EXCERPT TO READ:
The above composition of the Audit Committee consists of independent Directors viz., Mr. Vikas Agarwal and Mr Sushil Kumar Jain who forms half of the total members with independent director as chairman.

The Company has established a vigil mechanism and overseas through the committee, the genuine concerns expressed by the employees and other Directors. The Company has also provided adequate safeguards against victimization of employees and Directors who express their concerns. The Company has also provided direct access to the chairman of the Audit Committee on reporting issues concerning the interests of co employees and the Company

The policy on vigil mechanism may be, accessed on the Company's website www.uniofficeautomaion.com

During the year under review no complaint was received from any Whistle Blower.

20. NOMINATION AND REMUNERATION POLICY

The Board on the recommendation of Nomination & Remuneration Committee framed a policy for selection and appointment of Directors & KMPs and their remuneration. The Nomination & Remuneration Policy is annexed as Annexure "A".

21. PARTICULARS OF LOANS, GUARANTEES OR INVESTMENTS UNDER SECTION 186

There are no loans, guarantees or investments applicable to company under Section 186 of the Companies Act, 2013.

22. PARTICULARS OF CONTRACTS OR ARRANGEMENTS WITH RELATED PARTY

All contracts / transactions entered by the Company during the financial year with related party were in the ordinary course of business and on an arm's length basis. During the year the Company had not entered into any contracts /arrangements/transactions with related parties which could be considered as material in accordance with the policy of the Company on materiality of related party transactions.

The policy on related party transactions approved by the Board may be accessed on the Company's website www.uniofficeautomaion.com

23. MANAGERIAL REMUNERATION

During the year under review , No managerial remuneration was paid

24. SECRETARIAL AUDIT REPORT

The Board has appointed M/s Siddiqui & Associates, Practising Company Secretary to conduct Secretarial Audit for the year 2014-15. The Secretarial Audi for the financial year 2014-15 ended on June 30, 2015 is annexed herewith as annexure "C". The Secretarial Audit report does not contain any qualification, reservation or adverse remark.

25. CORPORATE GOVERNANCE CERTFICATE

The Company is committed to maintain the highest standards of corporate governance and adhere to the corporate governance requirements set out by SEBI.A separate report on "Corporate Governance" is annexed hereto as part of Annual Report.

A separate report on "Corporate Governance " is annexed as Annexure "D" hereto as part of Annual Report.

The requisite certificate from the Auditors' of the Company confirming compliance with the conditions of corporate governance as stipulated under Clause 49, is attached as "Annexure 1" to the Report on corporate governance and form part of Annual report.

AIM OF THE TASK: Please set down, word for word, the part of the report excerpt above starting at "22. PARTICULARS OF" and ending at "related party transactions.".

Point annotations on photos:

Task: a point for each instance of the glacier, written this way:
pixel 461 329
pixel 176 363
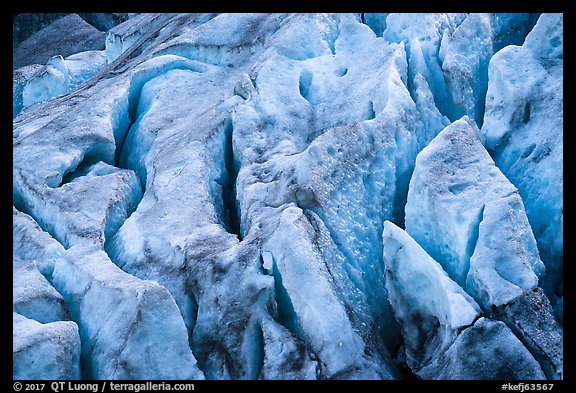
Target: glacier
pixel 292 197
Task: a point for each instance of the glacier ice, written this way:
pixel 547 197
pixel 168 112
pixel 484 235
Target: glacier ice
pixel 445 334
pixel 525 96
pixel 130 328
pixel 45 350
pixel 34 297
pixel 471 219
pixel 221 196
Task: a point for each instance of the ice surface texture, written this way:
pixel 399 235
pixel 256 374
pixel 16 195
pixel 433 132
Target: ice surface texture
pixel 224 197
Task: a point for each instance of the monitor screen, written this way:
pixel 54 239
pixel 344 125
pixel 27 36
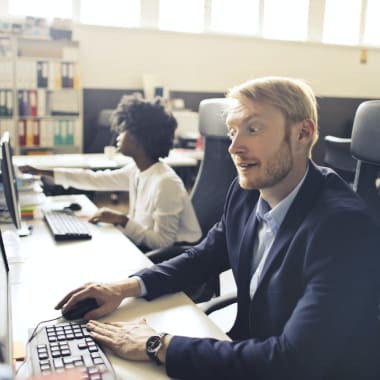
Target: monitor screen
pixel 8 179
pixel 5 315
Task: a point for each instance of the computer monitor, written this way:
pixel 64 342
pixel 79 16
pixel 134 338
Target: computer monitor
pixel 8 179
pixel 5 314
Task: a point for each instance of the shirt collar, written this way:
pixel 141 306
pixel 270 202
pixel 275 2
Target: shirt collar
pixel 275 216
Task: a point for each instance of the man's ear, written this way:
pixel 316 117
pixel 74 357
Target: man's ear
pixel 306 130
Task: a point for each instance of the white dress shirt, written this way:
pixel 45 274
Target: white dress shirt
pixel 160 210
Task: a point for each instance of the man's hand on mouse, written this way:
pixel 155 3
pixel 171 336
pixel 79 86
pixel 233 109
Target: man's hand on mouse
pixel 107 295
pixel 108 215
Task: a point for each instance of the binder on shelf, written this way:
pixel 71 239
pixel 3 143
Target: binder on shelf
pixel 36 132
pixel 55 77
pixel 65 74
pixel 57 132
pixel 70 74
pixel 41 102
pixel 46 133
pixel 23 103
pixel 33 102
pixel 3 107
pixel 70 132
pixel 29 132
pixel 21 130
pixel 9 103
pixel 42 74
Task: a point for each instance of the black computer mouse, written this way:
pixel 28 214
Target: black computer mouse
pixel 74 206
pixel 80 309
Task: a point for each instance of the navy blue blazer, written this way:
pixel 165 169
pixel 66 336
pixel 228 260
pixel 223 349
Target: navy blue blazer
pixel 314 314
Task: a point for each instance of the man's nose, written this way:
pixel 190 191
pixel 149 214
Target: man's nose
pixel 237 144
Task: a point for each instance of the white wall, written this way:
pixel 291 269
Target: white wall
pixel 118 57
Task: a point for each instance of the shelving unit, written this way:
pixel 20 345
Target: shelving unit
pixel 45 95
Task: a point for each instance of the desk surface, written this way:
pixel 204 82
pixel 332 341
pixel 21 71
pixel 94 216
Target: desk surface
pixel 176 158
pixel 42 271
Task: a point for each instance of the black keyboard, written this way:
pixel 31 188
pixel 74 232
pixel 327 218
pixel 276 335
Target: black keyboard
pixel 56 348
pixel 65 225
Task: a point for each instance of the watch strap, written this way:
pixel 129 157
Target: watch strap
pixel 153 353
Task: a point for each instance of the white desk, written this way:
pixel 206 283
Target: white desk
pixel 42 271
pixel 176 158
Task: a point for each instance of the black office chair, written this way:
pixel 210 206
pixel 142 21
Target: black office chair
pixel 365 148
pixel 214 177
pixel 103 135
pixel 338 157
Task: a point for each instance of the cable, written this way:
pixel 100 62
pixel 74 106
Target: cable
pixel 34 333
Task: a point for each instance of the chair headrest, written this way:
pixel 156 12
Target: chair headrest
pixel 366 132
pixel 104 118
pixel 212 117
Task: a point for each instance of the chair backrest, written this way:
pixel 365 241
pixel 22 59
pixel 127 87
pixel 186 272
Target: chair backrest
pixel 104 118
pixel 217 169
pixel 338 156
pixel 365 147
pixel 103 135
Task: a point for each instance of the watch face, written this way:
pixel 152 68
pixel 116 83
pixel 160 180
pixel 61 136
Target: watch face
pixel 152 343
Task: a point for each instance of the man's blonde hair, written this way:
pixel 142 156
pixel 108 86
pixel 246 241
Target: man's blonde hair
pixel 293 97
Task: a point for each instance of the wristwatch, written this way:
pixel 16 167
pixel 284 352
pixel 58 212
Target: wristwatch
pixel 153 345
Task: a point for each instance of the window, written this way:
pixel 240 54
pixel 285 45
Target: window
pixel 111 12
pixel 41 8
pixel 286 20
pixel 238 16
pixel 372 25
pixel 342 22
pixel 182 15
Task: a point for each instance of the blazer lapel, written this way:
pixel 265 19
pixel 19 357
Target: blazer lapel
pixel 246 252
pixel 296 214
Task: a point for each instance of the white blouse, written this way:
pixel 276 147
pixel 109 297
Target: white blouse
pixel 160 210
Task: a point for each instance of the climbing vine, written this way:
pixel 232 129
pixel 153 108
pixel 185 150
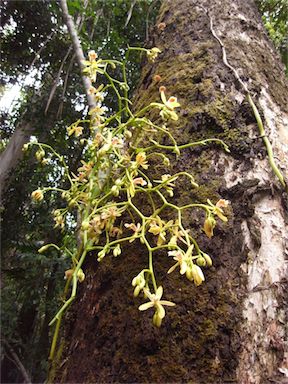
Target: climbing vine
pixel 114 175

SOLUTION:
22. PARTICULARS OF CONTRACTS OR ARRANGEMENTS WITH RELATED PARTY

All contracts / transactions entered by the Company during the financial year with related party were in the ordinary course of business and on an arm's length basis. During the year the Company had not entered into any contracts /arrangements/transactions with related parties which could be considered as material in accordance with the policy of the Company on materiality of related party transactions.